[Start of Data provided]
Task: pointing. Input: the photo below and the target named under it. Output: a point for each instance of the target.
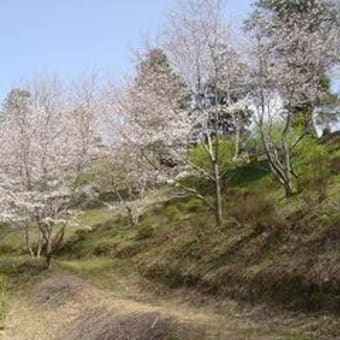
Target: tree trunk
(48, 254)
(28, 242)
(218, 196)
(237, 144)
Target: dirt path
(69, 308)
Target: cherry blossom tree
(44, 149)
(201, 49)
(290, 53)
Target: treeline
(199, 98)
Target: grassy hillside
(270, 249)
(283, 253)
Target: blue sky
(69, 37)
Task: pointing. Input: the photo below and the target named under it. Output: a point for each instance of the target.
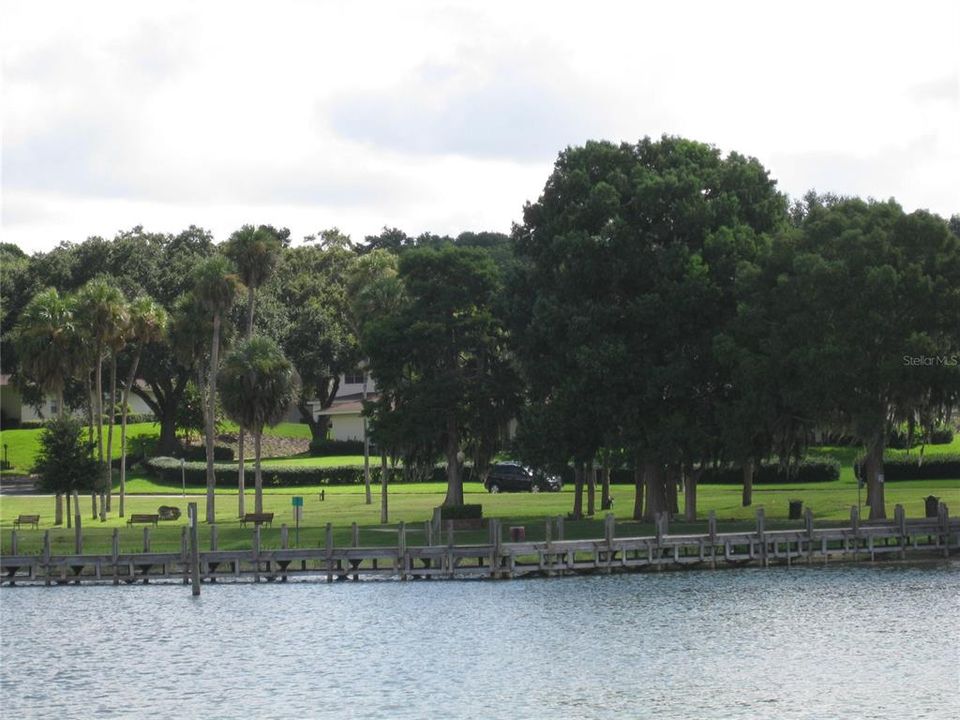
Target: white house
(346, 421)
(14, 408)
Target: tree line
(661, 307)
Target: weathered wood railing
(440, 557)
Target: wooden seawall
(900, 538)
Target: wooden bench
(256, 519)
(28, 520)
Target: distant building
(16, 410)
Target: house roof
(347, 405)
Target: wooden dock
(899, 538)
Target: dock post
(256, 552)
(712, 531)
(944, 516)
(855, 524)
(115, 554)
(328, 543)
(761, 535)
(46, 557)
(194, 548)
(900, 516)
(77, 532)
(184, 555)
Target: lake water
(880, 641)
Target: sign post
(297, 503)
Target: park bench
(27, 520)
(256, 519)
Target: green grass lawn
(414, 503)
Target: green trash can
(796, 509)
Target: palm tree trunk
(591, 489)
(211, 415)
(258, 476)
(638, 491)
(110, 424)
(577, 491)
(748, 469)
(241, 476)
(131, 377)
(384, 480)
(58, 500)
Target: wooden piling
(194, 548)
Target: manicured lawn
(22, 445)
(414, 503)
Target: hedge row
(195, 473)
(767, 474)
(322, 448)
(940, 467)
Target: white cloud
(446, 115)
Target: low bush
(461, 512)
(938, 467)
(808, 471)
(324, 447)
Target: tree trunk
(258, 475)
(591, 489)
(211, 415)
(875, 487)
(606, 501)
(690, 495)
(167, 442)
(748, 470)
(638, 492)
(673, 479)
(655, 480)
(454, 479)
(578, 470)
(384, 480)
(110, 423)
(241, 474)
(366, 447)
(131, 378)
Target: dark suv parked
(514, 477)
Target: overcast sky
(447, 116)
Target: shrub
(939, 467)
(324, 447)
(808, 471)
(461, 512)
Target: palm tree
(101, 309)
(255, 252)
(258, 384)
(148, 322)
(46, 342)
(215, 288)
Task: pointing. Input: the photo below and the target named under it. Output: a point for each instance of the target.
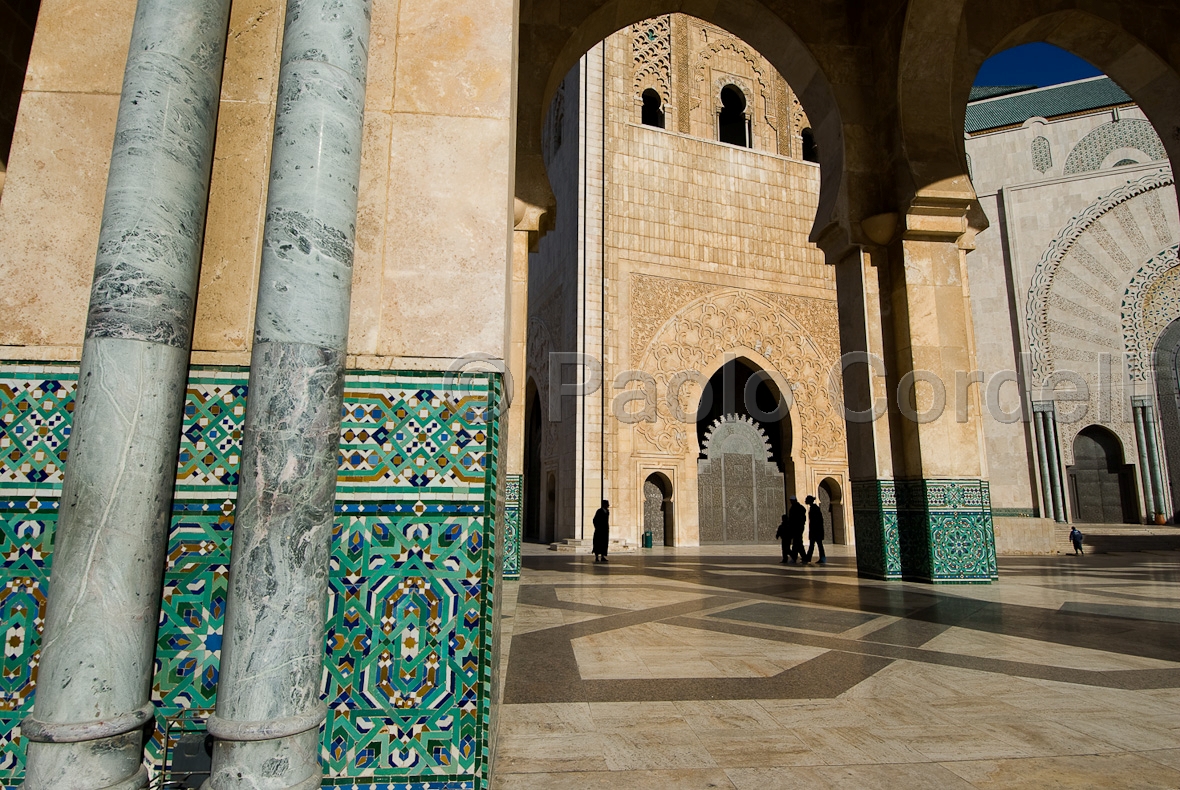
[End of Data provided]
[Task goal] Select every line in the records above that contains the word "lawn", and copy each one.

[Output]
Target: green grass lawn
Target: manicured lawn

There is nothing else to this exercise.